■ **TASK 1**
Answer these questions using the court opinion excerpt on tenancy by the entireties:
(a) In Maxwell v. Saylor, what did the parties think about whether they were legally married?
(b) In which case did a unanimous Court address the mention of the purchase price in Maxwell?
(c) What would doing otherwise allow, according to the last sentence?
■ **TASK 2**
Carry the court opinion excerpt on tenancy by the entireties forward, writing what comes after its final sentence.

However, appellants in the instant appeal seek to distinguish or request that we overrule the earlier cases. First, appellants assert that all the cases both within and without this jurisdiction arose out of a presumption that a marital state existed between the *266parties. However, in some cases this is just not so, see Maxwell v. Saylor, supra (the parties did not think they were legally married), and even where it is, we fail to see how it could be a controlling factor. The crux of all these opinions is that the marriage relationship could not exist. The parties are either married and capable of holding as tenants by the entire-ties or not married to each other. The only relevant consideration in any case is what type of tenure the parties intended and how the law can best effectuate that intent, once it is clear they can not hold as tenants by the entireties.

Next the appellants resurrect an old contention— that this Court decided there was a right of survivor-ship in Maxwell because the surviving spouse had paid the entire purchase price of the disputed estate. It is indeed true that the majority opinion mentioned this fact in the last paragraph. However, any misconception that this was a crucial fact was completely dispelled by the subsequent language of a unanimous Court in Teacher v. Kijurina, 365 Pa. 480, 76 A. 2d 197 (1950) : “. . . [I]t should be said that in our recent case of Maxwell . . . the majority opinion does in the last paragraph mention the fact . . . that the decision arrived at was especially just and proper since every dollar invested was that of the survivor. However, this was said after the decision was made on the basis of the language of the deed and uttered merely to show the ruling made accorded with the morals in that particular case.” This Court has emphasized that the rule in Maxwell is based upon the intention of the parties as set out in the conveyance or transfer and is not a matter of balancing the equities.1 To do other*267wise would be to allow parol evidence to be used to contradict the language of a deed.

■ **SUPPLIED INFORMATION**
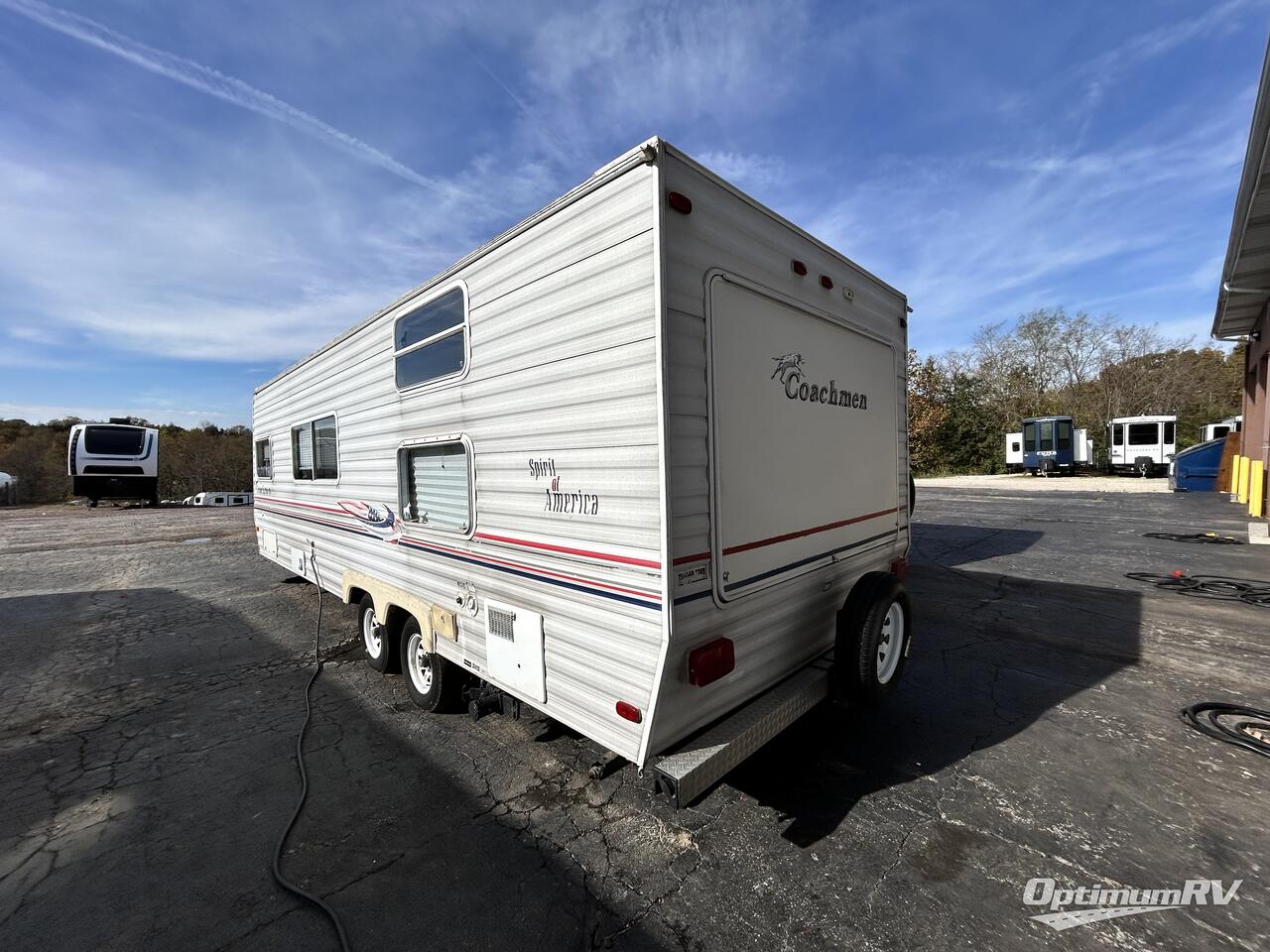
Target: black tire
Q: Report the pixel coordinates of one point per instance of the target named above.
(431, 682)
(866, 671)
(373, 635)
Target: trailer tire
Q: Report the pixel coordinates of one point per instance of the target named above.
(874, 636)
(377, 644)
(431, 682)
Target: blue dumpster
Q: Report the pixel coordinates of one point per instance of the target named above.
(1194, 468)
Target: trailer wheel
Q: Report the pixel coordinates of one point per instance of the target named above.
(874, 635)
(376, 642)
(430, 679)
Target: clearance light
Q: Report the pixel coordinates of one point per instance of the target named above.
(708, 662)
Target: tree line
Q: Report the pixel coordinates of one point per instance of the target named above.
(961, 403)
(204, 457)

■ **EXERCISE ANSWER 1**
(a) They did not think they were legally married.
(b) Teacher v. Kijurina, 365 Pa. 480, 76 A. 2d 197 (1950).
(c) It would allow parol evidence to be used to contradict the language of a deed.

■ **EXERCISE ANSWER 2**
Appellants’ reliance is not well placed when they cite the Teacher case as a retreat from the doctrine established in Maxwell. The cases are easily distinguishable and the results in each are consistent. In Teacher the conveyance was “to Nick Kijurina and Sarah his wife.” Thus there was no explicit indication that the parties were attempting to create a tenancy by the entireties. While it is conceded that the same deed to two individuals who were actually husband and wife would have created a tenancy by the entireties, without the actual language of Maxwell it was entirely appropriate for the Court to hold that there was insufficient indication of an intent to create a survivorship estate. It is one thing to make the logical inference from tenancy by the entireties to joint tenancy with the right of survivorship. It is quite another to infer from “his wife,” to tenancy by the entireties, and then to joint tenancy. In the instant case the parties explicitly stated their intent to create a tenancy by the entireties, thus sparing this Court from the speculation which was inherent in the fact situation in Teacher.2

Nor does any attempt to distinguish the trial court opinion in Nolan’s Estate, 82 Pa. D. & C. 197 (1952) aid the appellants. In Nolan the deed was to two sisters “as tenants by the entireties and not as tenants in common.” While it is certainly true that this fact situation represents a clearer expression that a sur*268vivorship tenure was intended, the case does not stand for the proposition that this language and no .other can be used to create a joint tenancy. Our case law has established that no particular form of words is required to create a right of survivorship. See Maxwell v. Saylor, supra, and cases cited therein. The same reasoning applies to Hoffert v. Bastian, 54 Pa. D. &. C. 146 (1945) wherein the deed was to a mother and daughr ter “as tenants by the entireties with the right of survivorship.” While the addition of the “right of survivorship” made the intent more obvious, the additional language was not necessary to the resolution of the case.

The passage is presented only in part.